* START Provided records *

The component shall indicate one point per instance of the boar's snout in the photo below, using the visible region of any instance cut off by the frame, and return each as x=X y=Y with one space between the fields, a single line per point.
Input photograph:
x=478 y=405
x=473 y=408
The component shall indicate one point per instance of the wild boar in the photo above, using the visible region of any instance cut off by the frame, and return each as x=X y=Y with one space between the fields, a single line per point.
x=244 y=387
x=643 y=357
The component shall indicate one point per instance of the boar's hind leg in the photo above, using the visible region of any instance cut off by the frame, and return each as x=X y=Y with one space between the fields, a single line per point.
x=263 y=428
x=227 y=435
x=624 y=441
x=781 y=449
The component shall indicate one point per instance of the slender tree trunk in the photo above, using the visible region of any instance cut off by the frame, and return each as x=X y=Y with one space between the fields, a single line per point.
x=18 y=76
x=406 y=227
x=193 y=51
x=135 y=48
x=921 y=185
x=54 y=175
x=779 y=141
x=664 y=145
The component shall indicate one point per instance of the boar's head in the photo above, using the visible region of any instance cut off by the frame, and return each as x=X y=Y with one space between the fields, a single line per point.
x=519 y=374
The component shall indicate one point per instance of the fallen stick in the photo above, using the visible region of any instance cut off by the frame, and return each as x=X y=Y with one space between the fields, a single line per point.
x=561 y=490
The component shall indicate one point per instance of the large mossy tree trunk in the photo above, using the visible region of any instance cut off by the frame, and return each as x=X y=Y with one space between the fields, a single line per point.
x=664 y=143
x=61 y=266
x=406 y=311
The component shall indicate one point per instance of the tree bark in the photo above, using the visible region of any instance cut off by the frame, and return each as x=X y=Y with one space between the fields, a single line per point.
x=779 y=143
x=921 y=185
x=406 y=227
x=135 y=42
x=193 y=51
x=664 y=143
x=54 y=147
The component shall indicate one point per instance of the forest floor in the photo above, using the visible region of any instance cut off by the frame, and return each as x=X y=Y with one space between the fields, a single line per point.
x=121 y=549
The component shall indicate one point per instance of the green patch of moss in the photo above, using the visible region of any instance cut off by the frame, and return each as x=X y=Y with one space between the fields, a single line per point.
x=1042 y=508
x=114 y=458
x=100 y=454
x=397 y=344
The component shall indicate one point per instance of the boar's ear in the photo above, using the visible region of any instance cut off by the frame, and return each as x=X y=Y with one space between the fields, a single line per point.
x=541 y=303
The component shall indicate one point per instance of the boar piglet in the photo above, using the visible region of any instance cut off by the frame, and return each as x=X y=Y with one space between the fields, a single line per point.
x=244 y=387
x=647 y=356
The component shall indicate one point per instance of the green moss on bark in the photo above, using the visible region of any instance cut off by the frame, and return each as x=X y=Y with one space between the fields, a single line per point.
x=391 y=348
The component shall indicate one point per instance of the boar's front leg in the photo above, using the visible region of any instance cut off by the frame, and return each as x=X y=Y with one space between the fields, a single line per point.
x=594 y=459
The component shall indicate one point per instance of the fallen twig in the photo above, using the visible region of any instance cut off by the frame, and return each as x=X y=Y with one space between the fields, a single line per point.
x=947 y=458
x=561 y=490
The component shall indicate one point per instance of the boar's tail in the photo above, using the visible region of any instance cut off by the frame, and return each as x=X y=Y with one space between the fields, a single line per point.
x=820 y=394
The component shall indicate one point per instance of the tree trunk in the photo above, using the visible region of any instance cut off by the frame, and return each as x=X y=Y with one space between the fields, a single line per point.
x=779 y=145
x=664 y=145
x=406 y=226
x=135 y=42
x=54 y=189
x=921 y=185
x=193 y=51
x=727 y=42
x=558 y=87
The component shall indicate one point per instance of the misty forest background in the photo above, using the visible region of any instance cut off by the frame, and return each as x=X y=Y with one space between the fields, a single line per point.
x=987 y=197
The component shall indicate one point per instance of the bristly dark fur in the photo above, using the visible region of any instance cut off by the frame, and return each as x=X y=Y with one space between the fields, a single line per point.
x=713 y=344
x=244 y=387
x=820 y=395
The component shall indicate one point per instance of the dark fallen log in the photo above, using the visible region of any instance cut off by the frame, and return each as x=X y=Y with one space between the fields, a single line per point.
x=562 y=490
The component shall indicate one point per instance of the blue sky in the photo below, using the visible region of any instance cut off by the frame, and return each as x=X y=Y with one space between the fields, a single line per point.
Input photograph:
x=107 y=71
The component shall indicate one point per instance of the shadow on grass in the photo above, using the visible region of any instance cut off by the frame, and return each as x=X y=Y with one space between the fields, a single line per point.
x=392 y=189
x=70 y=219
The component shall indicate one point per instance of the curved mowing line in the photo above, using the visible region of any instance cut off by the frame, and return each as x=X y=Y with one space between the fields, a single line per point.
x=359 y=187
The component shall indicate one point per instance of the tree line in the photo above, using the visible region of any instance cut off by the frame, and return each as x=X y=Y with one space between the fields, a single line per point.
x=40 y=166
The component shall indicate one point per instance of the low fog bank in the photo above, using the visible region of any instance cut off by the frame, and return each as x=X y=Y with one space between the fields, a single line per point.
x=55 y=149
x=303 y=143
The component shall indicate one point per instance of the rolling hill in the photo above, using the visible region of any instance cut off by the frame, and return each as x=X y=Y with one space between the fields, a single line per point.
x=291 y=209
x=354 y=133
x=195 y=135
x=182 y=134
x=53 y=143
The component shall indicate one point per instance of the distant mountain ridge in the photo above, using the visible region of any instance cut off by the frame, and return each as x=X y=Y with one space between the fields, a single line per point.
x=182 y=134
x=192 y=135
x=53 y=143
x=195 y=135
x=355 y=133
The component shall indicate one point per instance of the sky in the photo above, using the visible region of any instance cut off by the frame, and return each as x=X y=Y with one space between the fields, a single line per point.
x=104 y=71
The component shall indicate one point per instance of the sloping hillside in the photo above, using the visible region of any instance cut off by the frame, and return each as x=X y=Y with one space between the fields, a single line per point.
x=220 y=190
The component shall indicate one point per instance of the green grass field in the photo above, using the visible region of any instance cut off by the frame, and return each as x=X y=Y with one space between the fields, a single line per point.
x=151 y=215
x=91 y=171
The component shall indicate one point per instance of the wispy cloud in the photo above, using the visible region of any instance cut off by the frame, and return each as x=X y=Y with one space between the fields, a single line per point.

* END Provided records *

### Requirement
Can you copy out every line of the listing above verbatim, from the first line to the last?

### Written answer
The component shall indicate one point per instance of the boar's snout in the photo below, using the visible region of any instance cut off by the frame, and return each as x=X y=Y with one space between the fields, a single line per point.
Input photograph:
x=478 y=405
x=473 y=408
The component shall indicate one point per instance of the wild boar in the photo above, using the visible region of any instance cut off by the frame, and return each as x=X y=Y with one space between the fields, a single line per point.
x=244 y=387
x=643 y=357
The component shall indicate one point per instance of the boar's hind leg in the photo above, using the visible region of any instance cut off by the frame, and return each as x=X y=Y with one space between the fields, a single line per point.
x=263 y=428
x=227 y=435
x=624 y=441
x=781 y=449
The component shall indicate one point per instance of the slender tree trunk in the photo above, using the visible region of any instance cut off by the frame, and return each as x=X y=Y with one space between the fields, a single line per point.
x=18 y=76
x=406 y=227
x=193 y=51
x=135 y=48
x=921 y=185
x=54 y=175
x=779 y=141
x=664 y=145
The component shall indicate one point per instance of the boar's head in the photo above, using the visible region of any instance cut off by the frame, and return each as x=X y=Y with one space between the fields, a single line per point.
x=519 y=374
The component shall indicate one point per instance of the fallen stick in the photo above, using the visible region of any instance cut off by the frame, and return each as x=X y=Y with one space between the fields, a single line per point.
x=561 y=490
The component shall indicate one point per instance of the large mossy tree trunk in the photo above, using the visible region of any instance cut off by the frame, and return each as x=X y=Y with one space between the fields, a single line per point.
x=664 y=143
x=61 y=266
x=406 y=311
The component shall indicate one point per instance of the tree bark in the photo above, using the visible region of any instance cut off by the frame, and return each as x=X y=Y with one space between the fields, a single line per point.
x=779 y=143
x=921 y=185
x=406 y=227
x=135 y=42
x=193 y=51
x=664 y=143
x=54 y=147
The component shall indicate one point per instance of the forest floor in the photo above, using the visible region of any instance cut off by the frame, and return each as x=X y=Y with one space between the fields, a single line per point.
x=121 y=549
The component shall indicate one point per instance of the green patch of moss in the photo above, using the visible region of any instance cut off by the frame, and return each as x=X y=Y with one space between the fields, a single line per point.
x=1042 y=508
x=114 y=458
x=100 y=454
x=397 y=344
The component shall indicate one point per instance of the boar's ear in the photo above, using the visible region of any instance cut off by the frame, and return each as x=X y=Y with one space between the fields, a single line per point.
x=541 y=303
The component shall indicate one point per instance of the boar piglet in the photo above, using the visible region of any instance cut off by the frame, and return each as x=X y=Y with one space between the fields, a single line per point.
x=244 y=387
x=647 y=356
The component shall indicate one point per instance of the green moss on bark in the photo above, using the visible region of any instance cut off by the frame, and return each as x=X y=Y with one space between the fields, a single line per point.
x=391 y=348
The component shall indicate one point per instance of the boar's front leg in the photo above, using the visible region of any instance cut off by the frame, and return each as x=X y=Y with one space between the fields, a single line per point.
x=594 y=459
The component shall indicate one point per instance of the fallen twig in the photo above, using the visible region of any instance cut off by the frame, and return each as x=X y=Y with one space between the fields, a single line per point.
x=947 y=458
x=561 y=490
The component shall indicate one point per instance of the boar's tail in the photo above, using the visible region of any instance cut off by the frame, and return each as x=X y=Y with one space between the fields, a single line per point.
x=820 y=394
The component shall indicate one point per instance of the tree trunk in the photo above, using the visible region of any instance cut off by the frame, and return each as x=X y=Y with one space between the fields, a single line per point.
x=779 y=145
x=664 y=145
x=406 y=226
x=135 y=42
x=54 y=189
x=921 y=185
x=193 y=51
x=727 y=42
x=558 y=87
The component shall indicate one point per instance of the misty forest background in the photo above, using the visible region of any instance cut off by the frame, and return each as x=X y=Y with one space between the fields, a single line per point.
x=987 y=197
The component shall indicate one point per instance of the bristly dark fur in the photo above, using the visible region of any instance cut off by the frame, and return each as x=X y=Y with one space between the fields, a single line per point.
x=713 y=344
x=244 y=387
x=820 y=395
The component shall indicate one point per instance of the dark fallen log in the photo above, using the visible region of any instance cut off by the frame, and return each as x=X y=Y with one space between the fields, a single line per point.
x=562 y=490
The component shall indicate one point per instance of the blue sky in the photo below, using the visible region of any instance cut off by the frame, and return each as x=X y=Y with one space between the fields, a single line per point.
Input photograph:
x=107 y=71
The component shall indicate one point per instance of the shadow on grass in the photo above, using the visible region of any instance cut off by the frame, and return each as x=X y=Y with one space between the fields, a single line per point.
x=392 y=189
x=70 y=219
The component shall indicate one point per instance of the curved mowing line in the photo above, using the visible region of any instance cut off by the frame, and return each as x=X y=Y with one space between the fields, a single line per point.
x=359 y=187
The component shall indicate one point per instance of the tree line in the photo above, using the visible region of any instance cut off by the frame, and return each as x=X y=Y with one space between the fields, a single line per point.
x=40 y=166
The component shall indicate one point per instance of the low fog bank in the photo above, using the visible region of any instance cut off by the frame, and return each as x=X y=Y with one space between the fields, a single line per point.
x=55 y=149
x=303 y=143
The component shall indicate one point per instance of the rolling hill in the photo above, using the visible region of any instance cut off by the frame, and return each as x=X y=Y with one space between the fields, a single line per point.
x=291 y=209
x=354 y=133
x=195 y=135
x=182 y=134
x=53 y=143
The component shall indicate one point per instance of the distant mountain ridge in the photo above, using the visible region of any instance cut off by the frame, and return each as x=X y=Y with one space between the fields, a single line per point.
x=182 y=134
x=192 y=135
x=53 y=143
x=195 y=135
x=355 y=133
The component shall indicate one point per instance of the sky in the photo above, using the visible region of any instance cut off by the frame, and return each as x=X y=Y with one space between the fields, a single line per point.
x=104 y=71
The component shall indicate one point per instance of the sloping hillside in the photo above, using the visible region of any instance cut off by the frame, and return each as x=X y=Y with one space between the fields, a single line per point.
x=220 y=190
The component shall indicate one point per instance of the green grass field in the photo above, using the visible region of any instance cut off by the frame, and return each as x=X y=Y with one space between the fields, a single line per point.
x=151 y=215
x=91 y=171
The component shall indicate one point per instance of the wispy cloud in the photo above, using the visible region of any instance cut off by the frame, and return each as x=X y=Y with one space between the fields, a single line per point.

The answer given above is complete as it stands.